## [Task description]
Pull out each line in the listing below that contains the string "distant". The match is case-sensitive.

## [Data lines]
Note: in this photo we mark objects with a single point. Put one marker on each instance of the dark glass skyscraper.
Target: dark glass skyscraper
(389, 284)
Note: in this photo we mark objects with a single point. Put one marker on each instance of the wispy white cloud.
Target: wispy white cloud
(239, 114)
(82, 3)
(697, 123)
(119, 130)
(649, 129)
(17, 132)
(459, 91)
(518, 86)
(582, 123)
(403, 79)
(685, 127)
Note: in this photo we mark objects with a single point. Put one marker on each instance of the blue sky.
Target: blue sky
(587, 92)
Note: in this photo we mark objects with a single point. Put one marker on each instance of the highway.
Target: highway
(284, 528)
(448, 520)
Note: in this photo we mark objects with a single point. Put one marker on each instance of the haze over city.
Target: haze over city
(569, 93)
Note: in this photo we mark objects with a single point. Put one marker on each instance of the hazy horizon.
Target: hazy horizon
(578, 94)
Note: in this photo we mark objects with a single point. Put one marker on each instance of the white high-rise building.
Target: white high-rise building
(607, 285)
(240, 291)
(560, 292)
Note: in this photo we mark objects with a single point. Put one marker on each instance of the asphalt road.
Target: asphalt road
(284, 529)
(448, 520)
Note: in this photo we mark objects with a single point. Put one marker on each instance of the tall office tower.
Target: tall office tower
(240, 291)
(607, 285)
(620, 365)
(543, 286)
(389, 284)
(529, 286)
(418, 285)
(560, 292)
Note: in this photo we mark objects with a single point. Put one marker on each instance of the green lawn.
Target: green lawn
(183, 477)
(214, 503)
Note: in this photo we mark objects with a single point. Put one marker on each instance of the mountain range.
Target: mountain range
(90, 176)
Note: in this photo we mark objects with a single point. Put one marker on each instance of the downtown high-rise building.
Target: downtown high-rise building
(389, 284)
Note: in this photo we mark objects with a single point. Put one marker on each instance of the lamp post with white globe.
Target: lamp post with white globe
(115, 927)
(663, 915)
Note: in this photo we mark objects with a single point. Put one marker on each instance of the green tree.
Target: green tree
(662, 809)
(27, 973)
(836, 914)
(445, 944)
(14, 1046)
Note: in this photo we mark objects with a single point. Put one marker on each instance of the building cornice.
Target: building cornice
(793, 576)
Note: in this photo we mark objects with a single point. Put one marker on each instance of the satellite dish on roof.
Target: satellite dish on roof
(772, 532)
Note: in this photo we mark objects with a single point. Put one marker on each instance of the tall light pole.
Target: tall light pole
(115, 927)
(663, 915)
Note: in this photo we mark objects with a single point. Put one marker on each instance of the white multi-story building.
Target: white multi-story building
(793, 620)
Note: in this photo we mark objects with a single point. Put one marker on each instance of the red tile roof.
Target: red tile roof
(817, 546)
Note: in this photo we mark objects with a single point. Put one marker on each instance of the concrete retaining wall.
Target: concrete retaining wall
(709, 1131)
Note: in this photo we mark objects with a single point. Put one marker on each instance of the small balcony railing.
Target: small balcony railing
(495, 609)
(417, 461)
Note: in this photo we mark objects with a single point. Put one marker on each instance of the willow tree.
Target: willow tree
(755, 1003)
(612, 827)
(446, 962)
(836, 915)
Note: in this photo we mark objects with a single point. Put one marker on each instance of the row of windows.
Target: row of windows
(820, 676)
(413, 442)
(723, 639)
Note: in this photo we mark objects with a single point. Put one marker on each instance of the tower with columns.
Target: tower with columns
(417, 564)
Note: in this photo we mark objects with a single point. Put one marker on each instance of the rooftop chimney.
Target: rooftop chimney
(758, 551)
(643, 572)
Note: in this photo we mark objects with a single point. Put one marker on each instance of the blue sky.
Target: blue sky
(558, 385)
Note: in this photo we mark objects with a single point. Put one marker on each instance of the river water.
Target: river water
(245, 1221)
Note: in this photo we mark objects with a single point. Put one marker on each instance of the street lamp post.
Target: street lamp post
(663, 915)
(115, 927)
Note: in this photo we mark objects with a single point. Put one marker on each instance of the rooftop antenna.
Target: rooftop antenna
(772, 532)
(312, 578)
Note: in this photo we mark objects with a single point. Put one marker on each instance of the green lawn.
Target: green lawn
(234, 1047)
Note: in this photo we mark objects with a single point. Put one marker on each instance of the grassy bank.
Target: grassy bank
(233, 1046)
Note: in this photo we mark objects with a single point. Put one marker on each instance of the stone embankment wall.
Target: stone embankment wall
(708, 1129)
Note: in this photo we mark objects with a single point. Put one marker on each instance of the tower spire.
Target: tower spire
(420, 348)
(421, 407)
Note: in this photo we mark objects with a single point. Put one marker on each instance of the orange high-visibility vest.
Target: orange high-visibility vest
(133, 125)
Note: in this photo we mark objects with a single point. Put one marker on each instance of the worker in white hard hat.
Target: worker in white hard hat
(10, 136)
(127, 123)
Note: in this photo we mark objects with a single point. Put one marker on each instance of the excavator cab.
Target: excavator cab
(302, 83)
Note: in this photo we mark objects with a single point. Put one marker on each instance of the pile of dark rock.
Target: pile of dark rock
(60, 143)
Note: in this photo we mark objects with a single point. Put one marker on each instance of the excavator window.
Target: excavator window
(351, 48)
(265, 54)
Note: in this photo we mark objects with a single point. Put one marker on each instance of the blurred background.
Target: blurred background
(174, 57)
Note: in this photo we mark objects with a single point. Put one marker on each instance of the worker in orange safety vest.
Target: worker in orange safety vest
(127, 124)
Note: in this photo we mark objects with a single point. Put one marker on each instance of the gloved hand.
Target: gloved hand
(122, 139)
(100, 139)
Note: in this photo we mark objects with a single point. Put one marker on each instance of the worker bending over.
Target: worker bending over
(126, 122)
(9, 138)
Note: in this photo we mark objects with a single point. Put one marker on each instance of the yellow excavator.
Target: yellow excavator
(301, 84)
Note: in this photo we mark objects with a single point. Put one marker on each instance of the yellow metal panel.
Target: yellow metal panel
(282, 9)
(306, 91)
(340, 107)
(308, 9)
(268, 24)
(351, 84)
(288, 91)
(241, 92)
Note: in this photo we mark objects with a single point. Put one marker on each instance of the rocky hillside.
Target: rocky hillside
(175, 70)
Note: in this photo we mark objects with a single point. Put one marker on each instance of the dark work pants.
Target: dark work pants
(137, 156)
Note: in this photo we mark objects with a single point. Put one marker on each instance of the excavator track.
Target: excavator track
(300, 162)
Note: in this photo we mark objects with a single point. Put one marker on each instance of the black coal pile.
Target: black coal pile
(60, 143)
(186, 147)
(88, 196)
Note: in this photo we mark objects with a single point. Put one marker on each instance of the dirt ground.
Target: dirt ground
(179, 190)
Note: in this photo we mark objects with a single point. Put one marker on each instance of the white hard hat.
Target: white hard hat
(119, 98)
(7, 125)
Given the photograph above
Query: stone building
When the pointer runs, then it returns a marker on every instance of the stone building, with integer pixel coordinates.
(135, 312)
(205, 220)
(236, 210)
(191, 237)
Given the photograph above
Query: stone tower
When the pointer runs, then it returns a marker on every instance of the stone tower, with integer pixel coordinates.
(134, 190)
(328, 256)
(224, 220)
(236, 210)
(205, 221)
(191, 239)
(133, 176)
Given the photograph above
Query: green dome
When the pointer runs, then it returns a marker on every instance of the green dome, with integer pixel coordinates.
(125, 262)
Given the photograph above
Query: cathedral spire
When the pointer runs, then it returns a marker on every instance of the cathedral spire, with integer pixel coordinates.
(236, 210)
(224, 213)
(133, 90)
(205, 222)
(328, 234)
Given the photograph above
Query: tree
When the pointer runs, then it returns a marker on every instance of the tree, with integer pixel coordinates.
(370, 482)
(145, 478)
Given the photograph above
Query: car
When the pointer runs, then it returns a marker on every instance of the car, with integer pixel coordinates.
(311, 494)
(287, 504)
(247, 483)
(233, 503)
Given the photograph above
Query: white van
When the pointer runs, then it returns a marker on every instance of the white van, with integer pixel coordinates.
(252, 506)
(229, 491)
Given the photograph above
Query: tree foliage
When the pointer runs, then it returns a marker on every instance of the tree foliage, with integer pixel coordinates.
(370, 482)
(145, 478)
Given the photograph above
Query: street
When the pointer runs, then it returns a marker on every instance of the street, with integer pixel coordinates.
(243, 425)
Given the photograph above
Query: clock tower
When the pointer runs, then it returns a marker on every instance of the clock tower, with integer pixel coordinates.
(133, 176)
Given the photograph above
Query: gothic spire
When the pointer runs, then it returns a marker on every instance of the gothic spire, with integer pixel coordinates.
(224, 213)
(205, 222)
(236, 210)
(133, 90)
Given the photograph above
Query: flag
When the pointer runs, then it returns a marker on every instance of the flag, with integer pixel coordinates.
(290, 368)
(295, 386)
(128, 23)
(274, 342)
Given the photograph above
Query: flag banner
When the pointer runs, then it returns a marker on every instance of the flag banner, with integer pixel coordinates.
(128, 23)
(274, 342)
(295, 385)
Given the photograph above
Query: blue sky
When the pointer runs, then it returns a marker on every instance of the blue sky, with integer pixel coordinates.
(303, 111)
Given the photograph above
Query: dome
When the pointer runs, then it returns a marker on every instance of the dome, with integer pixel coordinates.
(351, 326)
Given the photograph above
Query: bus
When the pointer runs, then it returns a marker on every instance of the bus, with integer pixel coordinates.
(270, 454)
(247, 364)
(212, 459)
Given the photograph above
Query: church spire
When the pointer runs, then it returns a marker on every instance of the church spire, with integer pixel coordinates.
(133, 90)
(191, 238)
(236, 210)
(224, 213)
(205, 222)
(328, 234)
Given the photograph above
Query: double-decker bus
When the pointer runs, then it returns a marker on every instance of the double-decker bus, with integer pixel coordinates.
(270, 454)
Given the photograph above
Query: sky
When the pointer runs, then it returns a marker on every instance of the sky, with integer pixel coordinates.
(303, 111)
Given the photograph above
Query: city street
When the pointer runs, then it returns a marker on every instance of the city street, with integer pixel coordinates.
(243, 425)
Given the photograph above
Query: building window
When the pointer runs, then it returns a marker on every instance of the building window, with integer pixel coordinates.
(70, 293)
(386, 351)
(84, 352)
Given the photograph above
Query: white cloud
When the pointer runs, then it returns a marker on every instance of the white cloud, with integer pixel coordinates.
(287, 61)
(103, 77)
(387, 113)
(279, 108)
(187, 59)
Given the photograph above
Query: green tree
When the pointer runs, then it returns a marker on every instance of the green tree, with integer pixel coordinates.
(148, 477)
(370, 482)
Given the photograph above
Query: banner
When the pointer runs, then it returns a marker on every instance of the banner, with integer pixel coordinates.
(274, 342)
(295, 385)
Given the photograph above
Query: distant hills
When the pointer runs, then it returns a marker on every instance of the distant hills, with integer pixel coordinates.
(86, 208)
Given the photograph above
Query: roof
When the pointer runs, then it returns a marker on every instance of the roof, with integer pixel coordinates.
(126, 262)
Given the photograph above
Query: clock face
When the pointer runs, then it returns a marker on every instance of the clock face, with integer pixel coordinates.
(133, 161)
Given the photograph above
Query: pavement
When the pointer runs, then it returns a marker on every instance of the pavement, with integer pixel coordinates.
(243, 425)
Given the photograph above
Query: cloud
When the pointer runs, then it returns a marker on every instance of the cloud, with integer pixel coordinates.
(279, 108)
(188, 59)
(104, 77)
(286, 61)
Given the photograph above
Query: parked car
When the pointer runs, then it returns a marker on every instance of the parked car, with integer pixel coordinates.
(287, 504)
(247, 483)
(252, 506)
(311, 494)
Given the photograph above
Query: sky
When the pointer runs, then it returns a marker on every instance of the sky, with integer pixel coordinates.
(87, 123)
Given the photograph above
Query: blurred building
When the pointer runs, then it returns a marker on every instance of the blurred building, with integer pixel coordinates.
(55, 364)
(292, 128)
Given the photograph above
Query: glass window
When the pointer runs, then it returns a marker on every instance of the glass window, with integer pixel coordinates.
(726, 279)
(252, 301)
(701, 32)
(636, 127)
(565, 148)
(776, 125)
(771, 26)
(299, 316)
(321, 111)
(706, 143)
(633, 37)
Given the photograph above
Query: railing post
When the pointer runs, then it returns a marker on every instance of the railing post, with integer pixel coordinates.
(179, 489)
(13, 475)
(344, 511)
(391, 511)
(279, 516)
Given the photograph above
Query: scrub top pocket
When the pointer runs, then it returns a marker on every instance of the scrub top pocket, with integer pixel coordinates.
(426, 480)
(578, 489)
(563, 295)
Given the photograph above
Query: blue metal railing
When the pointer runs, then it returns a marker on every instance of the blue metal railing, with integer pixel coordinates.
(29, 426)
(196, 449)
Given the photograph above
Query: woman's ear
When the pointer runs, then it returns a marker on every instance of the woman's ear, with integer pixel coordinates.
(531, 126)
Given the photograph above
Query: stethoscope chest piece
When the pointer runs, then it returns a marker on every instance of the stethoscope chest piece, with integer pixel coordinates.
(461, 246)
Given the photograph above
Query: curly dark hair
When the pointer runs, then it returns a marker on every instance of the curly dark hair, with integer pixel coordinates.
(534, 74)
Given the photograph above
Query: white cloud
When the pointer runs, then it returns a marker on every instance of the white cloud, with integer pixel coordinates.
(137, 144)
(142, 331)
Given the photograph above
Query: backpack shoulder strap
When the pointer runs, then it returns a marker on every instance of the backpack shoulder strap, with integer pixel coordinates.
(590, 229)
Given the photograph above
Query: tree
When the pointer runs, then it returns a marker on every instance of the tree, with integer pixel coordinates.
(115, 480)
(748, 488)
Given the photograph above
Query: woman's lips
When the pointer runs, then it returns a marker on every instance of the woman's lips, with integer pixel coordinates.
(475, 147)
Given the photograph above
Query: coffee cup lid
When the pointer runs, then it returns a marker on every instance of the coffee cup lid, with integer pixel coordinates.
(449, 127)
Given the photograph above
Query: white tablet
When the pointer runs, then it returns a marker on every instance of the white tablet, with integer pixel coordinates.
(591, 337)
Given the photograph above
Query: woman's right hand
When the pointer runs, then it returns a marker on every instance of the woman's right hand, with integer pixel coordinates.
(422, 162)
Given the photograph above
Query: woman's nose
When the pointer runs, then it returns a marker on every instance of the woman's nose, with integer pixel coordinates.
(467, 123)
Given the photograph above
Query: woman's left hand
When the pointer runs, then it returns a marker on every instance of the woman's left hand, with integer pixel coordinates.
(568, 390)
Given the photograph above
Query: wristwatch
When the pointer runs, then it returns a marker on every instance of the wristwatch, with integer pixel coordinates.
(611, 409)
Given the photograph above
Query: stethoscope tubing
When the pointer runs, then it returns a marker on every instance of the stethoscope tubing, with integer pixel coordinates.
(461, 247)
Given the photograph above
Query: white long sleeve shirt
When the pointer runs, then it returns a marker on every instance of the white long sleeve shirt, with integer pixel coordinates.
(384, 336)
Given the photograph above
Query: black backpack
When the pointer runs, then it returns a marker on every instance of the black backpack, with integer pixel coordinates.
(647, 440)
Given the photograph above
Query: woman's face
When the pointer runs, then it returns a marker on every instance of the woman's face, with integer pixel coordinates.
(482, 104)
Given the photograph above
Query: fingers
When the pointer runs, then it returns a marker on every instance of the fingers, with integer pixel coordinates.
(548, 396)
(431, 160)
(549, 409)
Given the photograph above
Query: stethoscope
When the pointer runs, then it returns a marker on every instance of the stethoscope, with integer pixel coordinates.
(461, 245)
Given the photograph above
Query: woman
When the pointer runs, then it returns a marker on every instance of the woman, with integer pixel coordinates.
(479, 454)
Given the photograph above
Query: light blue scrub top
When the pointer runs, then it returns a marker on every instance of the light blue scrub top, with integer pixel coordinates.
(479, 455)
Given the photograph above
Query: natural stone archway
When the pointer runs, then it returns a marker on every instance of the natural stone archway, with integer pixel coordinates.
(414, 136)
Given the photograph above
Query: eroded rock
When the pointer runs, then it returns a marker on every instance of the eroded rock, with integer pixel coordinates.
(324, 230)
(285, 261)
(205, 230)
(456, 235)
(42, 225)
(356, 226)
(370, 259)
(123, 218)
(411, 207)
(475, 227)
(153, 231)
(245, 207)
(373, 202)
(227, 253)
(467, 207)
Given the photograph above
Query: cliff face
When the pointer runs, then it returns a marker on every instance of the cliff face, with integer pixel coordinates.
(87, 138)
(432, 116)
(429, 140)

## [Complete output]
Query: distant hills
When the pointer runs, then it returns a marker on every instance of the distant hills, with integer pixel coordinates.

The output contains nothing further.